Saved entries
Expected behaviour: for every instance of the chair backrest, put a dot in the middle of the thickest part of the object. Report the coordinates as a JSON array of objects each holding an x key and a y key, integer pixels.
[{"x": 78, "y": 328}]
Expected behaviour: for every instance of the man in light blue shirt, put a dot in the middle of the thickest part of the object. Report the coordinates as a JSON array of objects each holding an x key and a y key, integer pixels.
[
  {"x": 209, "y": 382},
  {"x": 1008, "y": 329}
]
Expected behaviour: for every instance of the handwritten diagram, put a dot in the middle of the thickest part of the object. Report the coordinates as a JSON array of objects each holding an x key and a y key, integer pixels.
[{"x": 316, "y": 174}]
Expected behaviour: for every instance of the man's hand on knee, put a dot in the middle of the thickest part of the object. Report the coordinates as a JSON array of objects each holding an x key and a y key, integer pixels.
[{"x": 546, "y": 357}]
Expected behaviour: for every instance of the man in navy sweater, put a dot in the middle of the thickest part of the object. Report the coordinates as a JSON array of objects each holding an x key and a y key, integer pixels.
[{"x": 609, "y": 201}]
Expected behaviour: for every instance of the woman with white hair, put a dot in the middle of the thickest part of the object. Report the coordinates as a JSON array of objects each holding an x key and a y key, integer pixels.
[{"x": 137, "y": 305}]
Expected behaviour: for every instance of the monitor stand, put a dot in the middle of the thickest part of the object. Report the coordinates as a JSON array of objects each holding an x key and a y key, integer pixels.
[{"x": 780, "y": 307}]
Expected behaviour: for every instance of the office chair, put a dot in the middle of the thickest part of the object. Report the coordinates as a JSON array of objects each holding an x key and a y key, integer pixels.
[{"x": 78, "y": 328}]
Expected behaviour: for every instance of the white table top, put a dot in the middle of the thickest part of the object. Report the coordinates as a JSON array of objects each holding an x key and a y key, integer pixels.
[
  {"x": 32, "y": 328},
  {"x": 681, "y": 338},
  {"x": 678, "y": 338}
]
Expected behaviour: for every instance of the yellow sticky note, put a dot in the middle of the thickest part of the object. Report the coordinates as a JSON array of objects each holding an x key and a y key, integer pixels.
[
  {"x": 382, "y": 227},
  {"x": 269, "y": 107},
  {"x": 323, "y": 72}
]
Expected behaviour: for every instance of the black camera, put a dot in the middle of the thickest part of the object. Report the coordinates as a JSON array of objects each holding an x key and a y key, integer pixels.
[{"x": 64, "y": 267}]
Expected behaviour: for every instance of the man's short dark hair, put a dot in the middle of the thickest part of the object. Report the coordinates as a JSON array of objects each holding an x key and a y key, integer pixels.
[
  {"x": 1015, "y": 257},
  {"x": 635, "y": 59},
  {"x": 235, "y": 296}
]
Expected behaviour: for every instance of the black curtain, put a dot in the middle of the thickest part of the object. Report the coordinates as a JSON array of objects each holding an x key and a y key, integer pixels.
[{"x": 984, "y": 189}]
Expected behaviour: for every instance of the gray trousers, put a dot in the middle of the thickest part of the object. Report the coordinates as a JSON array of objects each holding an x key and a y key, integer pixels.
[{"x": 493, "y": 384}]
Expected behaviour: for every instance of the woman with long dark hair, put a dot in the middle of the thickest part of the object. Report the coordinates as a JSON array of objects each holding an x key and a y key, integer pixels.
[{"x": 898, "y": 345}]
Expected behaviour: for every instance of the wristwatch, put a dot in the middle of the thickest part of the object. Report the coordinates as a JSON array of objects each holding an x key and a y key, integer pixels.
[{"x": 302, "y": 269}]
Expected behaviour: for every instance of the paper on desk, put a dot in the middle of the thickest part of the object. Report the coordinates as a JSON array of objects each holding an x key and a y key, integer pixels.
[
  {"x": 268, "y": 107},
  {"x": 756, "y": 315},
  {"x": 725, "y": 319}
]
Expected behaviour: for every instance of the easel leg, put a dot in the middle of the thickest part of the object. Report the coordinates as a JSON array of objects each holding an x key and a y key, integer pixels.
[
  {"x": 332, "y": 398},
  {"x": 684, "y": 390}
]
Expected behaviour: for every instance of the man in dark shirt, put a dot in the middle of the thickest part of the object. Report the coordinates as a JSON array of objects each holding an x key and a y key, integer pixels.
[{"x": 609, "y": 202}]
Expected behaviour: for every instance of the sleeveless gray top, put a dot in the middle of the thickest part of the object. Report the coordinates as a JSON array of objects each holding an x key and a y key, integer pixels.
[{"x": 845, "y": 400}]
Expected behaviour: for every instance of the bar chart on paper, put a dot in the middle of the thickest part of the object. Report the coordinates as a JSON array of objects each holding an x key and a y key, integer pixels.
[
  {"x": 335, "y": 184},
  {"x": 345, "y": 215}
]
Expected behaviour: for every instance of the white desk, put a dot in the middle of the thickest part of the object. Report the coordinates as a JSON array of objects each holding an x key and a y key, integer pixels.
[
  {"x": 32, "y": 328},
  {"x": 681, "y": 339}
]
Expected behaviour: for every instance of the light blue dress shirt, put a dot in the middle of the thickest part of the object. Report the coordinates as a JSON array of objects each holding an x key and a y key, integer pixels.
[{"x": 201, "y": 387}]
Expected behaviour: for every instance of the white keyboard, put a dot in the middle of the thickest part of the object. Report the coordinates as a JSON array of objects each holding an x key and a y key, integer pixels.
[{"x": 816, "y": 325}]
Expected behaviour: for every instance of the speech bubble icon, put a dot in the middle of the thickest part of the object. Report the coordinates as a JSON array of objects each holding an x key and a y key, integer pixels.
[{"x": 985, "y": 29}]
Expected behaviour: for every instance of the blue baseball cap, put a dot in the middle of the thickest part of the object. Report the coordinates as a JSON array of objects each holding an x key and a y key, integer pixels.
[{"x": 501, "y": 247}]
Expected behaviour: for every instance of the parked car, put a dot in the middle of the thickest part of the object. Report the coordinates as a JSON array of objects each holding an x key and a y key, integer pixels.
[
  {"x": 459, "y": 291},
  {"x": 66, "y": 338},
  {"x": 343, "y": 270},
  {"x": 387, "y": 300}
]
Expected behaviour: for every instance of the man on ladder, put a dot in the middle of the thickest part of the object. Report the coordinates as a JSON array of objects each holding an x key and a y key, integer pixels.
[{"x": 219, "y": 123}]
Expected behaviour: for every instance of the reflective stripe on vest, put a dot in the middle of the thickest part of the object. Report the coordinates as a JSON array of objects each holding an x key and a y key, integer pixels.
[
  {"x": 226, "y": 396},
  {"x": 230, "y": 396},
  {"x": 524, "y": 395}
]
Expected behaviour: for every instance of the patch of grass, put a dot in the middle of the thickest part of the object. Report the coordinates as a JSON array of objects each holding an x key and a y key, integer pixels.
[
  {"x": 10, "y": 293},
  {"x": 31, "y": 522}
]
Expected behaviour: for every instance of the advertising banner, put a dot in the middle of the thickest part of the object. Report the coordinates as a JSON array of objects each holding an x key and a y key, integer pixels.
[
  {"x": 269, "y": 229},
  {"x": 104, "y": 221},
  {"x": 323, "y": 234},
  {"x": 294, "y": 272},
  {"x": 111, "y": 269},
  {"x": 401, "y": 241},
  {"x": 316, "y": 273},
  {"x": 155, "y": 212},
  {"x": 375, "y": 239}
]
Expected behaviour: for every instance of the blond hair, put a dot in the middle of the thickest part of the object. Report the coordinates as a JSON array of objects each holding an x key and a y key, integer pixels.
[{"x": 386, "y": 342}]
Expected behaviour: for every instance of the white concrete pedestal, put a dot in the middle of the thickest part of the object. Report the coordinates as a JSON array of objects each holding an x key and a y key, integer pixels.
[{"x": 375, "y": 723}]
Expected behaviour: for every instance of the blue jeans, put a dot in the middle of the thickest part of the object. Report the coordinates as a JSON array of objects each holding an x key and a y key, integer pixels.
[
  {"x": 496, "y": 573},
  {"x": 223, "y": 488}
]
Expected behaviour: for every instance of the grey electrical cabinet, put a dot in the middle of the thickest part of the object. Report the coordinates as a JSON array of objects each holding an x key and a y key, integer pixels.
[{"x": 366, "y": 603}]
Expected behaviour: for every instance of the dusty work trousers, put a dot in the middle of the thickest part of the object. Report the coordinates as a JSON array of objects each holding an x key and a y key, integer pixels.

EXERCISE DESCRIPTION. What you give back should be exactly the lines of the entries above from the one containing "Expected behaviour: for every instance of the grey" to the end, and nothing more.

SOLUTION.
Expected behaviour: for every instance of the grey electrical cabinet, put a dot in the middle of the thickest part of the object. Report the coordinates as a JSON array of objects each holding an x key and a y key, integer pixels.
[{"x": 366, "y": 603}]
Expected behaviour: for every instance of the dusty work trousers, put a dot in the middle of the thickest part of the object. Report the coordinates as a JSON array of objects each holding an x key and a y key, integer pixels.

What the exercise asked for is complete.